Nutrition and Psoriatic Disease
Bottom line: Eat well, lose weight
Most scientific studies do not show a definitive link between diet and psoriasis or psoriatic arthritis.
If you have psoriasis, doctors generally recommend eating a balanced diet that minimizes the risk of heart disease, diabetes and other associated health conditions.
Tips for a heart-healthy diet from the American Heart Association »
Watch your weight
Maintaining a healthy weight may help reduce psoriasis severity and minimize the risk of developing related diseases.
- People who are obese are more likely to have severe psoriasis than people with an average Body Mass Index. Calculate yours »
- Obesity also increases the risk of developing other diseases associated with psoriasis, like heart disease and diabetes.
- Obese people with psoriasis may also be more likely to develop psoriatic arthritis. Learn more »
Some nutritionists, popular authors and health care providers recommend eating more of some foods and less of others to reduce the inflammation associated with psoriasis and psoriatic arthritis.

Provided records
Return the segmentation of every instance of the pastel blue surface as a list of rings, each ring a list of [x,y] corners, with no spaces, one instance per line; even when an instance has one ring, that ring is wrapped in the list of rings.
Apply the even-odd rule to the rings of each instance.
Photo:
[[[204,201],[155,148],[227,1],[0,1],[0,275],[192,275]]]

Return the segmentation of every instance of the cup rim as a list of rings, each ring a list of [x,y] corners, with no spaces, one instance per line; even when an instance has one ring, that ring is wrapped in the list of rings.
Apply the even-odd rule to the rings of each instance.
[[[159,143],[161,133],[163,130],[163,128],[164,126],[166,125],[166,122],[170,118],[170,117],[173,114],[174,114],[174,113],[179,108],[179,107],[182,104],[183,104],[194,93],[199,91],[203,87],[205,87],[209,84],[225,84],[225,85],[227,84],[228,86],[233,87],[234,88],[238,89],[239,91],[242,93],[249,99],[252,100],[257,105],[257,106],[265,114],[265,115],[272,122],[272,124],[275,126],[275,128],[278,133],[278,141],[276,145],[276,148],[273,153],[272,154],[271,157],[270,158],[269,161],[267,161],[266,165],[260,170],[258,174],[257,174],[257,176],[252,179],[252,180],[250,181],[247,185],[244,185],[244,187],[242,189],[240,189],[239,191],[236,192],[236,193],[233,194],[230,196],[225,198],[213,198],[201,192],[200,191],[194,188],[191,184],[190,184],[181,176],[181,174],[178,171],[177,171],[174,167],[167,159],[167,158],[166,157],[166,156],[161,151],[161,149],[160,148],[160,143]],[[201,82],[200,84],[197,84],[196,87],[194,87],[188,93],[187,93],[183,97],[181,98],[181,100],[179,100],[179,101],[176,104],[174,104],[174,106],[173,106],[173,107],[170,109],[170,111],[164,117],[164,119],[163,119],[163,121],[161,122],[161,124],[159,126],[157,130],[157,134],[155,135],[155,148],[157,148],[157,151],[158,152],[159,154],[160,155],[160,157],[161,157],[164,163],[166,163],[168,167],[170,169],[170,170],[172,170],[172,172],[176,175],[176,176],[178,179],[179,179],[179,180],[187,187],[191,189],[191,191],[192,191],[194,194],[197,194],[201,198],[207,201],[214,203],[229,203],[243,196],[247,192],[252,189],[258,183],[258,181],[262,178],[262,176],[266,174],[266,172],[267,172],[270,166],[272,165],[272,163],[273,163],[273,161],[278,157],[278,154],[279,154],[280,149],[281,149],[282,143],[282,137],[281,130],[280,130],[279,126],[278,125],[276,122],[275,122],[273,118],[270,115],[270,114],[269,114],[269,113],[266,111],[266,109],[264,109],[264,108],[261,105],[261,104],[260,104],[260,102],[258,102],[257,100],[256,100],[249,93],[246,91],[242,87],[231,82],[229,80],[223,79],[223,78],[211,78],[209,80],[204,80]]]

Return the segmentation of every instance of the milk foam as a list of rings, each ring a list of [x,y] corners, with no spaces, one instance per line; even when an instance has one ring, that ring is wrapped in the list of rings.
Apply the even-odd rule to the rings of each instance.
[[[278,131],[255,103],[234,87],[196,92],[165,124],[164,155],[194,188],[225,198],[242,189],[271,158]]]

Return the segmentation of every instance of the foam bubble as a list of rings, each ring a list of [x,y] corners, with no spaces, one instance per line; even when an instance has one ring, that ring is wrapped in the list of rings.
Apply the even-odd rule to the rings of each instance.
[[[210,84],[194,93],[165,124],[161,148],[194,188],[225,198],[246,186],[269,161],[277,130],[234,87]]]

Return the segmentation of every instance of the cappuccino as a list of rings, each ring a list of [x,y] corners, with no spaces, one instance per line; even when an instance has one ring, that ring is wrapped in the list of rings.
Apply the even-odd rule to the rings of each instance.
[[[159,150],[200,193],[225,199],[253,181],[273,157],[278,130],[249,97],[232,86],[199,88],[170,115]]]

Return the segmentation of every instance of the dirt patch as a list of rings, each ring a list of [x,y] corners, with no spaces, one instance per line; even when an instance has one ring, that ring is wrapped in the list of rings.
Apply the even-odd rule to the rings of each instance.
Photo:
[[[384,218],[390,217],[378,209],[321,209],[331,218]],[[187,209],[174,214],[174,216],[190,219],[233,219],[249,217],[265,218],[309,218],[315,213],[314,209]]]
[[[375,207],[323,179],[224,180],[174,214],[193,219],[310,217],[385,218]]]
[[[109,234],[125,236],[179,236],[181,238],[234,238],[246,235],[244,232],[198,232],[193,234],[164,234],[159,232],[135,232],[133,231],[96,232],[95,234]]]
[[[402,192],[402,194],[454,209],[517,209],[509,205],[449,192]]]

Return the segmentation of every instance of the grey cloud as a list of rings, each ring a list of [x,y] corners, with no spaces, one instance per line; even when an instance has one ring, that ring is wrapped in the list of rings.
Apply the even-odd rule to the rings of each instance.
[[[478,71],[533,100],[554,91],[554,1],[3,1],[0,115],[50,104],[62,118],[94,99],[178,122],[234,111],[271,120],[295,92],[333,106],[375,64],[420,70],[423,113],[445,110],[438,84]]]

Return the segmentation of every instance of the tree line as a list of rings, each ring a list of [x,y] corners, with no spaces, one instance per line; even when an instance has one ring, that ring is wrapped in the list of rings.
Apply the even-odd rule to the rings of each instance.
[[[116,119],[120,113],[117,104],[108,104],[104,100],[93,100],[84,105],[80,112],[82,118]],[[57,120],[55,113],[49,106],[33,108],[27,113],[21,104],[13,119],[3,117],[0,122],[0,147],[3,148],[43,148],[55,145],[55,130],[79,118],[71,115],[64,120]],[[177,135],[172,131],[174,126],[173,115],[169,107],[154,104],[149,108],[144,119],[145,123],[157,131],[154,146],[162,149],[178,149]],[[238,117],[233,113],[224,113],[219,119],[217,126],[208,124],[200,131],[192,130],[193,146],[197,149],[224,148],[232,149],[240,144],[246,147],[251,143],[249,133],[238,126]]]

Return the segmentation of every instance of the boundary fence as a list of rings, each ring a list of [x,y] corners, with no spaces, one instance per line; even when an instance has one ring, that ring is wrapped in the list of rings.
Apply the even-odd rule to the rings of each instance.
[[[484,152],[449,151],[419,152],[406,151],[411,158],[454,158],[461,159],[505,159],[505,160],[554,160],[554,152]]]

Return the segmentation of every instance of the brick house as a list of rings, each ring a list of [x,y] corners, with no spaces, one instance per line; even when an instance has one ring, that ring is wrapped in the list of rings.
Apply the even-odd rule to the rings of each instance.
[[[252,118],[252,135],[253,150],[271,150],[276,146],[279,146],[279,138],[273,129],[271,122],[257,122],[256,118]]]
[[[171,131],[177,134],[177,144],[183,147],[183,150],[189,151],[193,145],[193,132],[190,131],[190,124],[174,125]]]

Required action 1
In the text on nutrition and psoriatic disease, which people are more likely to have severe psoriasis than people with an average Body Mass Index?
Required action 2
Continue the text on nutrition and psoriatic disease after its last sentence.

Response box 1
People who are obese.

Response box 2
Although there is not much specific research about whether anti-inflammatory diets work, many of the recommendations are similar to guidelines for a heart-healthy diet. For example:
- Eat plenty of fruits and vegetables.
- Avoid most saturated and trans fats.
- Eat more whole gains and fewer refined carbohydrates such as pasta and white rice.
- Eat lean protein sources such as skinless chicken and cut back red meat and full-fat dairy foods.
- Avoid refined and processed foods.
Read more about anti-inflammatory diets »
What to avoid
- Multiple studies have shown that increased alcohol use increases the risk of developing psoriasis—and may influence disease severity.
- Patients in some studies had fewer psoriasis symptoms when they eliminated gluten (a protein found in wheat and other grains) from their diets. However there are no large-scale studies confirming this connection.